**Exercise requirements**
Starting at the line that contains "Annotation task — pin every instance of the green shrub", write out each line through the end of the data below, exactly as it stands. Skip any pictures.

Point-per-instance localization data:
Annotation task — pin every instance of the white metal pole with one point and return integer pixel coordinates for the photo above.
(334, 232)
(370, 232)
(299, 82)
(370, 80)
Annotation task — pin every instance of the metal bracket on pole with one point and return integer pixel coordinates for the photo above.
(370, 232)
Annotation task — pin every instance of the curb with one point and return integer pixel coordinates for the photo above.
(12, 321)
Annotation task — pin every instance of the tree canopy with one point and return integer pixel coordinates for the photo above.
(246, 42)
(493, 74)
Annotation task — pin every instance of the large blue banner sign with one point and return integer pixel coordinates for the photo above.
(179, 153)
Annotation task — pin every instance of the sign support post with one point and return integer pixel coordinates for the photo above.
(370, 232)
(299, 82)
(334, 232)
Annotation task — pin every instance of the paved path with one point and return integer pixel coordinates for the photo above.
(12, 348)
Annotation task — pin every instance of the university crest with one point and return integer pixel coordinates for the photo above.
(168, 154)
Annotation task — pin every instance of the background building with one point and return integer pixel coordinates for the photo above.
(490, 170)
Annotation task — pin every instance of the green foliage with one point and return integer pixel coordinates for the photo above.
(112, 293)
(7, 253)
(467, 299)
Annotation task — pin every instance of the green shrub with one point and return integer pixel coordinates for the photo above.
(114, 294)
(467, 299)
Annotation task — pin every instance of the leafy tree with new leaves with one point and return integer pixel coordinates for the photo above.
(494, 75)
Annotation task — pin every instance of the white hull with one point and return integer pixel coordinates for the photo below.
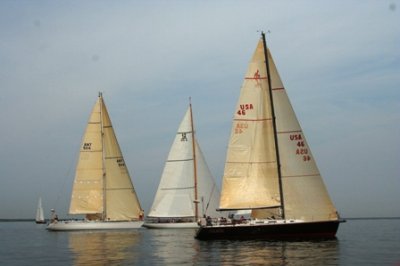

**Exercise output**
Annotation task — pin every instance of the green shrub with one point and return integer pixel coordinates for the photo above.
(114, 294)
(467, 299)
Annotation task — pin every instance of the leafy tree with new leaves with one point and return integer pixel coordinates for the photo above.
(494, 75)
Annotation task — pin every instance of the white hull with one point and return integer pixel coordinates for the photo below.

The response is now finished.